>> START RECORDS TO USE

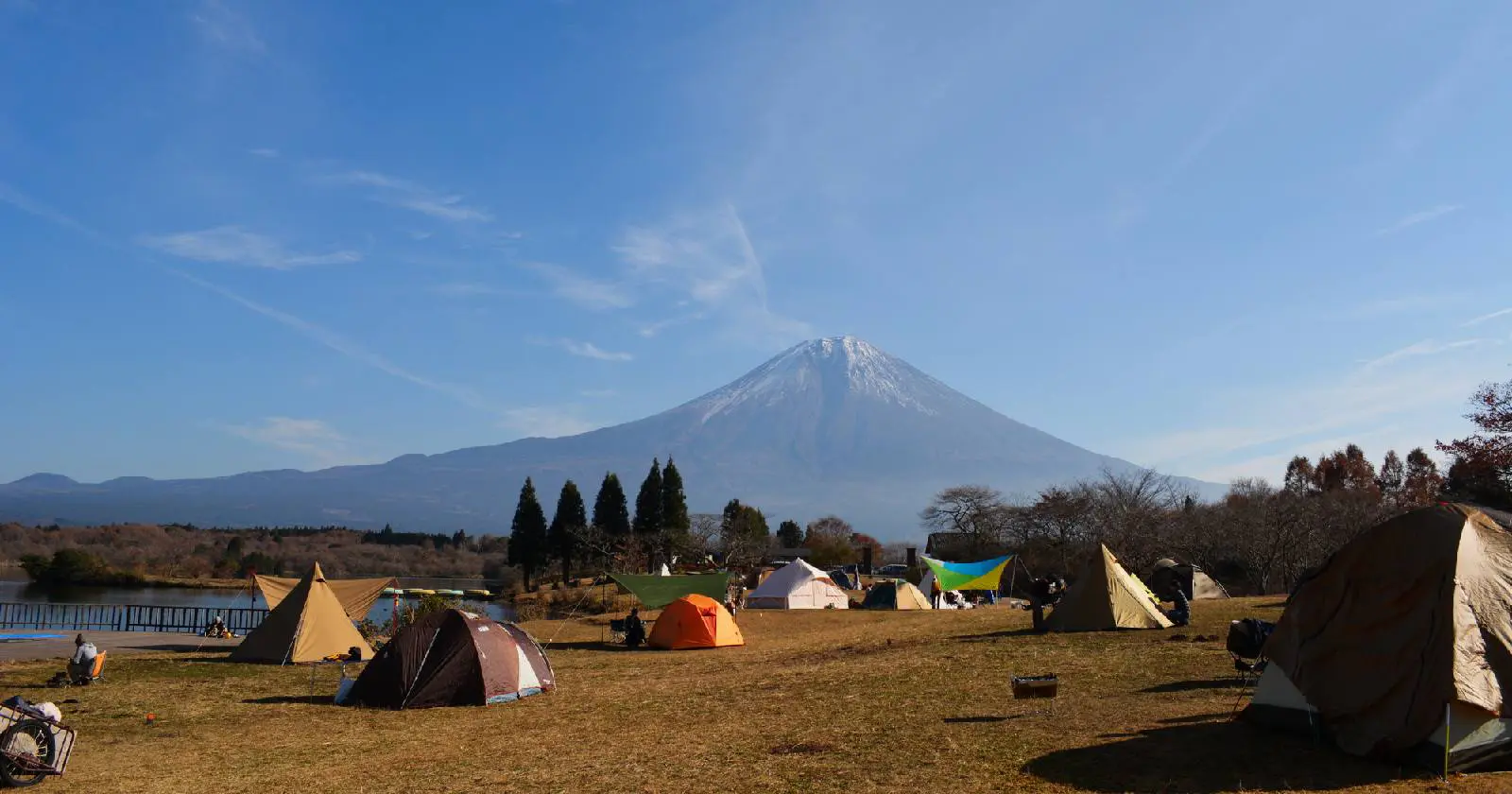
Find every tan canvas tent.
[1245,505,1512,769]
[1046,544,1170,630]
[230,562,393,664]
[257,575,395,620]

>> END RECORDS TO USE
>> START RECORDS TO USE

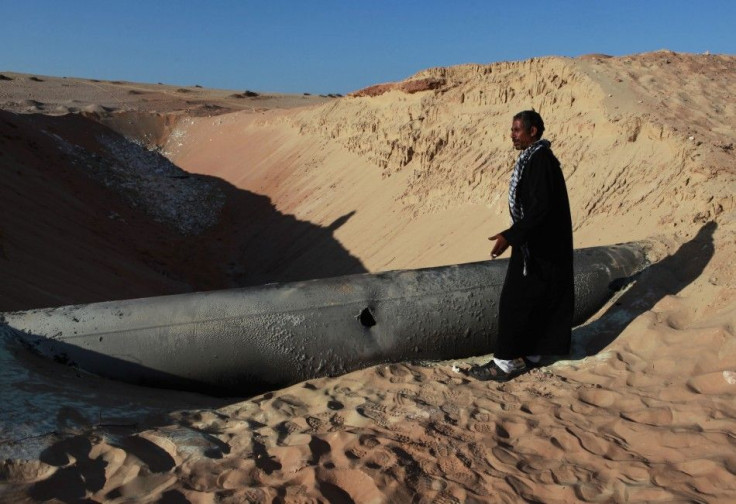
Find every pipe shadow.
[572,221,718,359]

>> END RECORDS TO USE
>> START RECORDS TO USE

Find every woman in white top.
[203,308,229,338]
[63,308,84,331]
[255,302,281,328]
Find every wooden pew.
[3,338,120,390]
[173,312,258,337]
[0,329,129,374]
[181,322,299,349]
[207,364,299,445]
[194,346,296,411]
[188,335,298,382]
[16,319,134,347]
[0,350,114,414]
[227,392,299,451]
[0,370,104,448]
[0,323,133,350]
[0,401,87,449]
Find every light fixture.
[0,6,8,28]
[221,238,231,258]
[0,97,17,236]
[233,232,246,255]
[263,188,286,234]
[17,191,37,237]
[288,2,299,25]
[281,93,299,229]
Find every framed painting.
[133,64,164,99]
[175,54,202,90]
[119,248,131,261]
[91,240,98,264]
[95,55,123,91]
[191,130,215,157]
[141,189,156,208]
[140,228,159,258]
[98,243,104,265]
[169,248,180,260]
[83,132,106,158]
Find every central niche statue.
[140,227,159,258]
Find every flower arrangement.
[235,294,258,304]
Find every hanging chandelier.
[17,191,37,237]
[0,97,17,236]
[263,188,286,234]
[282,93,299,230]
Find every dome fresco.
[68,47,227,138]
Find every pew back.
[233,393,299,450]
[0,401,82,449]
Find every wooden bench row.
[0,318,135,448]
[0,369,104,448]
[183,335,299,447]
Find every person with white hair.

>> END RECORDS TO USE

Reproduce the rows between the line holding "Find every central niche statue." and the line holding "Find every person with white hair.", inclusive, adding 37 to every bounding-box coordinate in the answers.

Find every central niche statue.
[177,264,196,295]
Find every flower arrangement.
[272,331,295,341]
Find every hanging chandelier.
[54,228,74,274]
[37,134,54,273]
[300,225,323,271]
[319,130,336,267]
Find every dome fresco.
[105,84,264,175]
Find every pew back.
[270,430,336,487]
[37,438,119,486]
Find every wooden bench row.
[37,355,172,485]
[37,406,141,485]
[220,372,336,484]
Find every person with white hair.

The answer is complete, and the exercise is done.